Job 1
In the matrices problem, rewrite the paragraph beginning "In order to multiply two matrices" as a short list that keeps its main facts.

Extract
** start **

Example Question #111 : Matrices

Find the matrix product of $A\times b$ , where $A=\begin{vmatrix}-8 &1 &0 \\-8 &-5 &-9 \\2 &-7 &7 \end{vmatrix}$ and $b=\begin{vmatrix} 4\\-5 \\-8 \end{vmatrix}$

Possible Answers:

$\begin{vmatrix} -39\\-115 \\82 \end{vmatrix}$

$\begin{vmatrix} -23\\18 \\-42 \end{vmatrix}$

$\begin{vmatrix} 11\\-5 \\4 \end{vmatrix}$

$\begin{vmatrix} 86\\25 \\44 \end{vmatrix}$

$\begin{vmatrix} -37\\65 \\-13 \end{vmatrix}$

Correct answer:

$\begin{vmatrix} -37\\65 \\-13 \end{vmatrix}$

Explanation:

In order to multiply two matrices, $A\times b$ , the respective dimensions of each must be of the form $m \times n$ and $n \times p$ to create an $m\times p$ (notation is rows x columns) matrix. Unlike the multiplication of individual values, the order of the matrices does matter.

$(A\times b \neq b \times A)$

For a multiplication of the form

$\begin{vmatrix} A_{1,1}&A_{1,2} &... &A_{1,n} \\ A_{2,1}&A_{2,2} &.. &A_{2,n} \\ ...& ...&... &... \\ A_{m,1}&A_{m,2} &... &A_{m,n} \end{vmatrix}\times \begin{vmatrix} b_{1,1}&b_{1,2} &... &b_{1,p} \\ b_{2,1}&b_{2,2} &... &b_{2,p} \\ ...&... &... &... \\ b_{n,1}&b_{n,2} &... &b_{n,p} \end{vmatrix}$

The resulting matrix is

$\begin{vmatrix} A_{1,1}b_{1,1}+A_{1,2}b_{2,1}+...+A_{1,n}b_{n,1}&... &A_{1,1}b_{1,p}+A_{1,2}b_{2,p}+...+A_{1,n}b_{n,p} \\ ...&... &... \\ A_{m,1}b_{1,1}+A_{m,2}b_{2,1}+...+A_{m,n}b_{n,1}&... &A_{m,1}b_{1,p}+A_{m,2}b_{2,p}+...+A_{m,n}b_{n,p} \end{vmatrix}$

The notation may be daunting but numerical examples may elucidate.

** end **

Job 2
In the entries, swap "plaid shirt" for "flannel shirt" from the line containing "query | plastic container of sliced mango" through the end of the entries. Give only those lines again, with everything else unchanged.

Dataset rows showing where objects appear
** start **

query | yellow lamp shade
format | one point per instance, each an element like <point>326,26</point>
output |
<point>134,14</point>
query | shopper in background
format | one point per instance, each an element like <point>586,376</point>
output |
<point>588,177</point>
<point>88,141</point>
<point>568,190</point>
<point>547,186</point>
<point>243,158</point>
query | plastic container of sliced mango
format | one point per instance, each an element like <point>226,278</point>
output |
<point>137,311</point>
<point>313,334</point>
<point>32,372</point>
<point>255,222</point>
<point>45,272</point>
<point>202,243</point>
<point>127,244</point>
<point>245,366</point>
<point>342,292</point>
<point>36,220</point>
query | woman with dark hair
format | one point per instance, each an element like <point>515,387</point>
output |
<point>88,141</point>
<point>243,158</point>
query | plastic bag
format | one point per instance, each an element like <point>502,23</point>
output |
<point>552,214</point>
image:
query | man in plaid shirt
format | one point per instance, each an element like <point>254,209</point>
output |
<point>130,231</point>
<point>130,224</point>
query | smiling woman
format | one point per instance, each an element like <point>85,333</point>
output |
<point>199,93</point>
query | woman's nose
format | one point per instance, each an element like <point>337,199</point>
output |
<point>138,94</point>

** end **

Exercise answer 1
- To form the product A × b, A must have dimensions m × n and b must have dimensions n × p.
- The result is an m × p matrix, with dimensions written as rows × columns.
- Unlike multiplying individual values, the order of the matrices matters.

Exercise answer 2
query | plastic container of sliced mango
format | one point per instance, each an element like <point>226,278</point>
output |
<point>137,311</point>
<point>313,334</point>
<point>32,372</point>
<point>255,222</point>
<point>45,272</point>
<point>202,243</point>
<point>127,244</point>
<point>245,366</point>
<point>342,292</point>
<point>36,220</point>
query | woman with dark hair
format | one point per instance, each an element like <point>515,387</point>
output |
<point>88,141</point>
<point>243,158</point>
query | plastic bag
format | one point per instance, each an element like <point>502,23</point>
output |
<point>552,214</point>
image:
query | man in flannel shirt
format | one point per instance, each an element like <point>254,209</point>
output |
<point>130,231</point>
<point>130,224</point>
query | smiling woman
format | one point per instance, each an element like <point>85,333</point>
output |
<point>199,93</point>
query | woman's nose
format | one point per instance, each an element like <point>337,199</point>
output |
<point>138,94</point>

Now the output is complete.